___ PROVIDED PASSAGE ___
Tip: Do many small tests

Suppose you have 5 changes between A and B
You will get one yes/no answer
Some changes might be good, some bad, you have no insight
5 parallel tests is far more informative
And finishes about as fast

9. Many versions

Previous Section
Next Section
Contents

A/B/C... testing the wrong way

We often want to test more than 2 versions against each other
Statistics books say g-test (and its relative chi-square) works for more than 2x2
With $n versions, and $m possible answers, you can set up the table like we did...
do the same calculations (with more variables)...
and $p = chisqrprob(($n-1)*($m-1), $g_test)

Why is this wrong?

The statistics books are right...
but you can't interpret your answer!
___ DATA SUPPLIED ___
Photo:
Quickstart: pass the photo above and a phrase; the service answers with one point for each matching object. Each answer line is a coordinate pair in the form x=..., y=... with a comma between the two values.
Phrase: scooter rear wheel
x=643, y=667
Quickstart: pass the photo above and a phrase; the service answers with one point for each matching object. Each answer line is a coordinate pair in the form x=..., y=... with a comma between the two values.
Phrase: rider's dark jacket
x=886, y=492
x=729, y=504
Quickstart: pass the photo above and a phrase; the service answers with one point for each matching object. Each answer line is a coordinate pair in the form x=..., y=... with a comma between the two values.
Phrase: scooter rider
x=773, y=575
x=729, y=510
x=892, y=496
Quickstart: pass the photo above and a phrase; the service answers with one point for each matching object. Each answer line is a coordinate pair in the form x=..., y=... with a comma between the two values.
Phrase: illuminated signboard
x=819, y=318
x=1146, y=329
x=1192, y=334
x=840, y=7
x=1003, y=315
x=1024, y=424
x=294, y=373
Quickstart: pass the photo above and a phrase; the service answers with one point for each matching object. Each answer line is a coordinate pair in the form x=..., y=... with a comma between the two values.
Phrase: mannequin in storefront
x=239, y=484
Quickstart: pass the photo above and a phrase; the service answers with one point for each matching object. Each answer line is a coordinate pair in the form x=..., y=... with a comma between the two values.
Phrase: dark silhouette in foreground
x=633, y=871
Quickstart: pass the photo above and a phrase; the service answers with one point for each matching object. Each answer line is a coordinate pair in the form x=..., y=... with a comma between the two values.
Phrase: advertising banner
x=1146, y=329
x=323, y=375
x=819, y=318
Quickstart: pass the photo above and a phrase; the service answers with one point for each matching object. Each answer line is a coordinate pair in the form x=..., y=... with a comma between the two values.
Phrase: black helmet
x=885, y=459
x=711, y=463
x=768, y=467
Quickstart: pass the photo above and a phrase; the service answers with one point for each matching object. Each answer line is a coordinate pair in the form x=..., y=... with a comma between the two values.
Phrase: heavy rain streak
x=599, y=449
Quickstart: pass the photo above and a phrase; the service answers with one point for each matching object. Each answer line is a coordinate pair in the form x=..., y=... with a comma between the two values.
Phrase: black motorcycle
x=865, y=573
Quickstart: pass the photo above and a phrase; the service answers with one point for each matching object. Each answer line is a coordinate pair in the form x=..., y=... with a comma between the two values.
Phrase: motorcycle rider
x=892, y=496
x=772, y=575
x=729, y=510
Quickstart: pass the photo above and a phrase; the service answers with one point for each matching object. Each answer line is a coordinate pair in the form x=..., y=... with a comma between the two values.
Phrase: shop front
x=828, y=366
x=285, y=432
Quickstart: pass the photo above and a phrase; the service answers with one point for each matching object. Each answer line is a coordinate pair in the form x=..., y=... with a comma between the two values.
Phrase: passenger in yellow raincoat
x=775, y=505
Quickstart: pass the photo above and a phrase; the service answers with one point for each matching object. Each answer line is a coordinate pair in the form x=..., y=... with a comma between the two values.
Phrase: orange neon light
___
### EXERCISE DETAILS
According to the A/B testing text, what is the problem with using a g-test to compare more than two versions?

### THE ANSWER
The statistics books are right, but you can't interpret the answer.